Listed entries.
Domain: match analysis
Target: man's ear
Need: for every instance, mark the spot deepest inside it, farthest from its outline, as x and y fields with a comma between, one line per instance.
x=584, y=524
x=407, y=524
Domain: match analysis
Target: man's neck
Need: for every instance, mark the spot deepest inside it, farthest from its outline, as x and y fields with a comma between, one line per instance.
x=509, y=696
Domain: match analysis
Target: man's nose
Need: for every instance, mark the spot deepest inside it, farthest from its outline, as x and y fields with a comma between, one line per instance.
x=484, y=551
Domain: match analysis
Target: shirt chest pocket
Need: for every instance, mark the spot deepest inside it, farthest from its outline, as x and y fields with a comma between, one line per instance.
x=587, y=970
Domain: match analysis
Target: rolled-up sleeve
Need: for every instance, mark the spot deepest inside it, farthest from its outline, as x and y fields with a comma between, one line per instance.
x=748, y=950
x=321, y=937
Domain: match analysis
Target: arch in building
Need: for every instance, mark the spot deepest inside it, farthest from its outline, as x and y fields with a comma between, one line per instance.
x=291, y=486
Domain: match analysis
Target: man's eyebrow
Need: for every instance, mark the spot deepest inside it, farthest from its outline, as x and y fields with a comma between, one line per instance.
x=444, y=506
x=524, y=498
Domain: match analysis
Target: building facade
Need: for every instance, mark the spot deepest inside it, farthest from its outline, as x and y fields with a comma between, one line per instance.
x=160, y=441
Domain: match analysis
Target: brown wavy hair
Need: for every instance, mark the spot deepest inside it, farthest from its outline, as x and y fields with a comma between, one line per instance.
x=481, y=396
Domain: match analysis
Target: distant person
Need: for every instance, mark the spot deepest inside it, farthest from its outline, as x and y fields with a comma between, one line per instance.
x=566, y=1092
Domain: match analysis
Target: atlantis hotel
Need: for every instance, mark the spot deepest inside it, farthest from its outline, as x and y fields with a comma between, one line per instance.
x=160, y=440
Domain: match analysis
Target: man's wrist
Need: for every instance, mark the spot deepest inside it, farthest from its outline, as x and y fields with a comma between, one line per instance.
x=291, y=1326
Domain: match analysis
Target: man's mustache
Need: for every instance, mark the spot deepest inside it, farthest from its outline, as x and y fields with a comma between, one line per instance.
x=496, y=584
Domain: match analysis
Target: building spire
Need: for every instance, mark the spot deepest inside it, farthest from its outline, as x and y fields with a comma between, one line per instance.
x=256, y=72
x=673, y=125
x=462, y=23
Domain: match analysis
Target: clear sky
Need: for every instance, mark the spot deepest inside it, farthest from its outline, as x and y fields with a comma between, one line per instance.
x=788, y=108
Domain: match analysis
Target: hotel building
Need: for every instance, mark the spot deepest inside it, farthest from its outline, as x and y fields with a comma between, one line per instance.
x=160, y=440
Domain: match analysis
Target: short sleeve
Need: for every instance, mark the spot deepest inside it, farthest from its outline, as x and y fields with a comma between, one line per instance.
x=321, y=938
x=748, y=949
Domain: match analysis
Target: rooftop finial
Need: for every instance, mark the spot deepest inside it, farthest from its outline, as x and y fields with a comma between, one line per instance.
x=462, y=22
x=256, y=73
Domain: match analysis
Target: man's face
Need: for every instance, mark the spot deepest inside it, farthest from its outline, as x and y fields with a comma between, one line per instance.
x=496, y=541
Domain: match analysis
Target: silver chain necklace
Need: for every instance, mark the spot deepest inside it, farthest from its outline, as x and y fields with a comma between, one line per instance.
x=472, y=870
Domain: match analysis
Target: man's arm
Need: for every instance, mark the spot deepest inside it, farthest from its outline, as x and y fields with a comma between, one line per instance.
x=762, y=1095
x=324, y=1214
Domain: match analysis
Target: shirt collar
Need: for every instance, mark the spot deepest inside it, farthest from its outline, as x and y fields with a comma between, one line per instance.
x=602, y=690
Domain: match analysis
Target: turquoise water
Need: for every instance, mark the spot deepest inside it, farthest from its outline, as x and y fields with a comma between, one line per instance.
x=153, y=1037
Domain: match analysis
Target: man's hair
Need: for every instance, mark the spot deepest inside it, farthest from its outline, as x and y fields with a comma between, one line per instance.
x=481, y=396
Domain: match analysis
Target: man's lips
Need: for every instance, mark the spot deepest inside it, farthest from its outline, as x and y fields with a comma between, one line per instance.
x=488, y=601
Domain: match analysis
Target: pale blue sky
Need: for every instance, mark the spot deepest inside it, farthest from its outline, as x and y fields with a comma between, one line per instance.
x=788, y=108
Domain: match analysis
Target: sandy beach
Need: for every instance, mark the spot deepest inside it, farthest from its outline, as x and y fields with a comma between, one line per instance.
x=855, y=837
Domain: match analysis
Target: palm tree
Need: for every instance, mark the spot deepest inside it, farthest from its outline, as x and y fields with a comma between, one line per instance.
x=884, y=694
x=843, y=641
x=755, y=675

Aim of the task. For the listing above, identify each line bearing "hotel".

Answer space.
Target: atlantis hotel
Target: hotel building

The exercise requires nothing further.